• **What the task asks**
Every line from the line containing "# point at: sparkler in" through the final line of the data is to be printed exactly; no other line is to appear.

• **Supplied records**
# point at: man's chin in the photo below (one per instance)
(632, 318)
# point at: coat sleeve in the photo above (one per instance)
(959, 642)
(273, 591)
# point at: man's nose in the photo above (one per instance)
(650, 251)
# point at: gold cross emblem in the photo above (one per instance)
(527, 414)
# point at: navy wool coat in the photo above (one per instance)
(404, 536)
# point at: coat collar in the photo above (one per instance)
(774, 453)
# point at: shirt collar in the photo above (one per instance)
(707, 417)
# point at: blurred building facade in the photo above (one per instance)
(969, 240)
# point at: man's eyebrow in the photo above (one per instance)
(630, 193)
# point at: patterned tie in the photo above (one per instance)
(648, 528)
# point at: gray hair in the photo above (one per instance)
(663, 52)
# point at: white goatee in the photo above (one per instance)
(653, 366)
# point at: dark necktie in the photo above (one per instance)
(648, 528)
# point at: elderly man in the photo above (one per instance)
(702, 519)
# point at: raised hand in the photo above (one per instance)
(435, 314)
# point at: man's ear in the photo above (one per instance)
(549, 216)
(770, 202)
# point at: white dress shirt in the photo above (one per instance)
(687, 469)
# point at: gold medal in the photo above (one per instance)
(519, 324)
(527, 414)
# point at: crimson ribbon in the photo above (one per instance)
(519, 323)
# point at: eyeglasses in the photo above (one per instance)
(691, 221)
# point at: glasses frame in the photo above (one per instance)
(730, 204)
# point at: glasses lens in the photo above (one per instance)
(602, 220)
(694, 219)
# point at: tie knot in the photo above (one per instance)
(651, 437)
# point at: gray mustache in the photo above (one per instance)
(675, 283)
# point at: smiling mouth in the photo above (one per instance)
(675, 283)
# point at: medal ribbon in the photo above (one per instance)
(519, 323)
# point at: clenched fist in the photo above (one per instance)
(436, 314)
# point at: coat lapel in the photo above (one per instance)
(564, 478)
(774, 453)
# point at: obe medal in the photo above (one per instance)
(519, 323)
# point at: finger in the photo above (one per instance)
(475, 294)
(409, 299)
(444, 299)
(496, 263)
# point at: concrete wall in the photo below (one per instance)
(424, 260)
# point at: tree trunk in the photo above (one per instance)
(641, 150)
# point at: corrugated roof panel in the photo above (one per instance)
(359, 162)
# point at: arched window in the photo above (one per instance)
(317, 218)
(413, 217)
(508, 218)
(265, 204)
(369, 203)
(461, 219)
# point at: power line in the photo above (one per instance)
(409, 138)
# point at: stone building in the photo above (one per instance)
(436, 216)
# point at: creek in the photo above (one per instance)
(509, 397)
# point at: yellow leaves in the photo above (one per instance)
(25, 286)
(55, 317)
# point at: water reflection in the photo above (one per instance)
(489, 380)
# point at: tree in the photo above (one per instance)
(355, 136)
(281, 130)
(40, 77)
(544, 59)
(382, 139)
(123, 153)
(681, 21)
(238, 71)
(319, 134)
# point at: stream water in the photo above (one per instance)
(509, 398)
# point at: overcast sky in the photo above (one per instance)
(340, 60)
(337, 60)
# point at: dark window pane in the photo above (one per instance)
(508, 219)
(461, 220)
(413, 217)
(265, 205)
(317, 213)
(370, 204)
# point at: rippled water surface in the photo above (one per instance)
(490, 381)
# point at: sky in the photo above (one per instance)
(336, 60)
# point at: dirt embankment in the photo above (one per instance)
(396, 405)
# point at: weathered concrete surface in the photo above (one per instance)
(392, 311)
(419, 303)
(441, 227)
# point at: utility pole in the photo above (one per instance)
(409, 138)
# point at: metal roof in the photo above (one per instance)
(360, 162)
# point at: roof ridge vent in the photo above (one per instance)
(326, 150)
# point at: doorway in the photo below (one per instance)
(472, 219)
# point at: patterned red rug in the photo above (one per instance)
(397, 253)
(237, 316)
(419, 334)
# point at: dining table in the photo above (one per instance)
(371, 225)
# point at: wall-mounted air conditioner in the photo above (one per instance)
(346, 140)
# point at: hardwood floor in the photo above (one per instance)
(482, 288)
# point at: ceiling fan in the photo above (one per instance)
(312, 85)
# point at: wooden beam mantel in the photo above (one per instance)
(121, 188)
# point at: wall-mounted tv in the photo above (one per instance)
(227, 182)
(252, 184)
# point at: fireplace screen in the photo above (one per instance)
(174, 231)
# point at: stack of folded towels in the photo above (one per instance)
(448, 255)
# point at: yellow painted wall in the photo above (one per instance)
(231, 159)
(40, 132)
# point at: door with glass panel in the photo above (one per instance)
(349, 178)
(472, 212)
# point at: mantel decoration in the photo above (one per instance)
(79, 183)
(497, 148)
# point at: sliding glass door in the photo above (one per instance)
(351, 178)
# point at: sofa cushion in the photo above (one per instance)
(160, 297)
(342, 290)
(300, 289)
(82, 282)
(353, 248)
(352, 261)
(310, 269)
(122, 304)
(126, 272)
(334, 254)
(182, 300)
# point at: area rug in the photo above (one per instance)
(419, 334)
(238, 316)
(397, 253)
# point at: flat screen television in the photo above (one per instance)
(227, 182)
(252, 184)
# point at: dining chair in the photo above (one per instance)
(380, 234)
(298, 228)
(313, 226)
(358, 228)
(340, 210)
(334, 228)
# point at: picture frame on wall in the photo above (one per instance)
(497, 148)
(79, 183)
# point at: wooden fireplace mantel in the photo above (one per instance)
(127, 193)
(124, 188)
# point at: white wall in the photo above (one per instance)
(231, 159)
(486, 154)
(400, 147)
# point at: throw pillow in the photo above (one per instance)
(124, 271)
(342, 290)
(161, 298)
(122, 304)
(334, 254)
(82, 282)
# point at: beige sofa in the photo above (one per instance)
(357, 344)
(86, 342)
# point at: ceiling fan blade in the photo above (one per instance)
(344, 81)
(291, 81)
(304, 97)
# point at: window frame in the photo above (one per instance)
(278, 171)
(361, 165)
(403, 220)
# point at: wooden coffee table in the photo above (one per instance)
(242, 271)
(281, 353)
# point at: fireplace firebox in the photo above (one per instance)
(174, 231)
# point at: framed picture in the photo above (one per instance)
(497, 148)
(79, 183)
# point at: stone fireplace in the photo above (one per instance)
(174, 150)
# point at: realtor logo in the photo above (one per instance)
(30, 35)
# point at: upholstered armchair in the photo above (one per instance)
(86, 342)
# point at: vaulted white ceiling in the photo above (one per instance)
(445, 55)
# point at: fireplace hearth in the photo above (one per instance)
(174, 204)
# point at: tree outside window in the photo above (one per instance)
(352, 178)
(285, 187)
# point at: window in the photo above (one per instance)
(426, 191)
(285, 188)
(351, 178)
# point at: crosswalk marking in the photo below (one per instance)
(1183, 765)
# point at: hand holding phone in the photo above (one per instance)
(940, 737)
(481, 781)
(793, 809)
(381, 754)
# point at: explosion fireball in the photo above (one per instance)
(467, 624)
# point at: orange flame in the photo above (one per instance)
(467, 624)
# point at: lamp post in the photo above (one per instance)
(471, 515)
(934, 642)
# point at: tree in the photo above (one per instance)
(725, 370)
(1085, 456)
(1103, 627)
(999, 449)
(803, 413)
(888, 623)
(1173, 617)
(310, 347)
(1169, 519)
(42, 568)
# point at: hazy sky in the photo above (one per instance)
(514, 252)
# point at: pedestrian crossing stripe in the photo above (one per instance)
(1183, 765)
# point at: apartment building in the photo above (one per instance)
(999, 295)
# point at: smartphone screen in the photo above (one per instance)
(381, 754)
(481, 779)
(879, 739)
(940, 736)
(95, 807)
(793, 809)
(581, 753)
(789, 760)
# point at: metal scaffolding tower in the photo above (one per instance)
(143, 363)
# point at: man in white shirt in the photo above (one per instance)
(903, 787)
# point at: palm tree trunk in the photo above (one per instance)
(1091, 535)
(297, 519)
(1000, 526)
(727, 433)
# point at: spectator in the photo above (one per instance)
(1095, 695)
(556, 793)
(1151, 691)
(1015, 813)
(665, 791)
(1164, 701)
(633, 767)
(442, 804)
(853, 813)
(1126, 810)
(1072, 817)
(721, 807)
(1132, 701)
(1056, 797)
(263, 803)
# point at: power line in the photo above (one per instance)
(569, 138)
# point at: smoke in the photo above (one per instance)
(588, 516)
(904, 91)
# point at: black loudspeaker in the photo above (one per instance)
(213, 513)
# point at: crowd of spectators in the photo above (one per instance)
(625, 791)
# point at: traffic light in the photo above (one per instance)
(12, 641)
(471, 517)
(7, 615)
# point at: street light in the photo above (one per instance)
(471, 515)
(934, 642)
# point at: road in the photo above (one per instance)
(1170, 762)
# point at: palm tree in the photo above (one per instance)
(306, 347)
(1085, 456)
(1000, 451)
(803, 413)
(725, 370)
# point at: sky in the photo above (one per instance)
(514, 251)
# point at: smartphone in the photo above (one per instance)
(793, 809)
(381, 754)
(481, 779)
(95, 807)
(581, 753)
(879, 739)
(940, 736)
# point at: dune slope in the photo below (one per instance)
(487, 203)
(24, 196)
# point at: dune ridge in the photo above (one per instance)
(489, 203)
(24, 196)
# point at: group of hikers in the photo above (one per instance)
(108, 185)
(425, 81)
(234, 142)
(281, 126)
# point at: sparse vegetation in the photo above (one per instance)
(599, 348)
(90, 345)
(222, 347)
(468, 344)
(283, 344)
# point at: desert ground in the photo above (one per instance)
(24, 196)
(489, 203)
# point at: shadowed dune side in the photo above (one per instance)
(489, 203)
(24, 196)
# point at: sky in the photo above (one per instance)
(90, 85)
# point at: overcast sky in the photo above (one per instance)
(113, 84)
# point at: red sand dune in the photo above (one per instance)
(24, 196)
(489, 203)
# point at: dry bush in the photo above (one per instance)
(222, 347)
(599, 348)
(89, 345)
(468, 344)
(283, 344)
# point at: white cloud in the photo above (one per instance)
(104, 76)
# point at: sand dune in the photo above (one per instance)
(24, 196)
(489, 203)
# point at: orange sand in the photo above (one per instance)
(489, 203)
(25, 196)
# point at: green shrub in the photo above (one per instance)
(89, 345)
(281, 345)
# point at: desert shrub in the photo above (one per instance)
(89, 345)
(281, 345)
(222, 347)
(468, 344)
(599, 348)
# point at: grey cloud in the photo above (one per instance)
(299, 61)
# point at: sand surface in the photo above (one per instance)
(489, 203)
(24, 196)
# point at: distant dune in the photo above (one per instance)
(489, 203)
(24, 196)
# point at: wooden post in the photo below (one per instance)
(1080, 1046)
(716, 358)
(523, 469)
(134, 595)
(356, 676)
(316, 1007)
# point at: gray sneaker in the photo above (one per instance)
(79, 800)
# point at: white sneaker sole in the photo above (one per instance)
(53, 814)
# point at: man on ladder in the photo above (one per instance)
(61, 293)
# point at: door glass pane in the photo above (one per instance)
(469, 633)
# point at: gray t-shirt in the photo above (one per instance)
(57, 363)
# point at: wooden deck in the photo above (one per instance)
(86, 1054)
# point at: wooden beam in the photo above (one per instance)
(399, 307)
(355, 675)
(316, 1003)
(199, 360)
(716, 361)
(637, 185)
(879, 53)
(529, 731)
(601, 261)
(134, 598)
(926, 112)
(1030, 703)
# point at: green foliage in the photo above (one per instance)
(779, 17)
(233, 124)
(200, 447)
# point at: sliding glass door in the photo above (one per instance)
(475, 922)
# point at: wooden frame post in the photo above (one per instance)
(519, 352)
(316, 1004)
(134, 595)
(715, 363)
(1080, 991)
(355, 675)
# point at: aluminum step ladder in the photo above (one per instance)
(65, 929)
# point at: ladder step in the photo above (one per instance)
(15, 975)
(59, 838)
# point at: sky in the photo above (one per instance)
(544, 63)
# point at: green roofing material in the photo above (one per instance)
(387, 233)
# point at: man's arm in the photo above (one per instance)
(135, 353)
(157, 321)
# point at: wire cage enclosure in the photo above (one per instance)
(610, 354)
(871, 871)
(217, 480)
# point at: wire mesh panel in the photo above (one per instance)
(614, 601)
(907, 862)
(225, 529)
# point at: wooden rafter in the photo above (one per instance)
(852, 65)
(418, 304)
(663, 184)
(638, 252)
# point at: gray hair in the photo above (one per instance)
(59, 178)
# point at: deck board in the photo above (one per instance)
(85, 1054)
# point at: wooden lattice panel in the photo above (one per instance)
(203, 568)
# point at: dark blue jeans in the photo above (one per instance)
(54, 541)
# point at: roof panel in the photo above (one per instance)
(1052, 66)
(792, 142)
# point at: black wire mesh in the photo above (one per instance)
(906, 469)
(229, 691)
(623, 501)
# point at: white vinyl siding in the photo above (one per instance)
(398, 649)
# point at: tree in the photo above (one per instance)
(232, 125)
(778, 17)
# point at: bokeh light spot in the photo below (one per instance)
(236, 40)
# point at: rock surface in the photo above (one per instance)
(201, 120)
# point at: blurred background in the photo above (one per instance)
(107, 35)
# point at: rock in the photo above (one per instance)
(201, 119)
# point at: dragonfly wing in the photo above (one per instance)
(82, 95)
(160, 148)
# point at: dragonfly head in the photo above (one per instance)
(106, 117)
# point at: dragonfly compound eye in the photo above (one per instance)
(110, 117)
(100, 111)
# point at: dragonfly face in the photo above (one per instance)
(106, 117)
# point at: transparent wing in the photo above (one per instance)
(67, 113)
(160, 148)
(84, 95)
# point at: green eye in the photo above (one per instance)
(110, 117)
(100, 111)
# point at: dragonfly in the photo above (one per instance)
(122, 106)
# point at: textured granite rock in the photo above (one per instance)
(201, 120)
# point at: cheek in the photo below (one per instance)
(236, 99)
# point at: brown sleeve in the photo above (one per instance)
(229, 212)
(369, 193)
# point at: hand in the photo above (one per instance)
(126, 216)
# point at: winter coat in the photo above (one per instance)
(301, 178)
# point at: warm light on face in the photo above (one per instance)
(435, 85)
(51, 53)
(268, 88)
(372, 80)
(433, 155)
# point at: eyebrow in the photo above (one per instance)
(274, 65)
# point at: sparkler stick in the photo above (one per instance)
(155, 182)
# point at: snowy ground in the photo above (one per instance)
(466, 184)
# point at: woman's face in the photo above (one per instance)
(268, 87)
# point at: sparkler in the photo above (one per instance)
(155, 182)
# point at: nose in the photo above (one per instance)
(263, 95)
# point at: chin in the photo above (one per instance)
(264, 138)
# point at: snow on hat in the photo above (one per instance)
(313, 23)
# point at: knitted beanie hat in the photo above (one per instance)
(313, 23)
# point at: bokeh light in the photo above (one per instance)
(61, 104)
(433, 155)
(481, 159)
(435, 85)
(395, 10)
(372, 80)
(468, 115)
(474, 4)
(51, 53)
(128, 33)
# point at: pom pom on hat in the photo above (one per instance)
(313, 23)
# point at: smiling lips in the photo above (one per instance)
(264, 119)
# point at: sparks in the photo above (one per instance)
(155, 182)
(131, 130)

• **The completed task**
# point at: sparkler in the photo above (one per instance)
(155, 182)
# point at: nose in the photo above (one per instance)
(263, 95)
# point at: chin in the photo above (one per instance)
(264, 138)
# point at: snow on hat in the photo above (one per instance)
(313, 23)
# point at: knitted beanie hat in the photo above (one per instance)
(313, 23)
# point at: bokeh light in the photo above (one per instance)
(61, 104)
(433, 155)
(481, 159)
(435, 85)
(395, 10)
(372, 80)
(468, 115)
(474, 4)
(51, 53)
(128, 33)
# point at: pom pom on hat in the photo above (one per instance)
(313, 23)
# point at: smiling lips in the photo above (one per instance)
(264, 119)
# point at: sparks in the photo above (one per instance)
(155, 182)
(131, 130)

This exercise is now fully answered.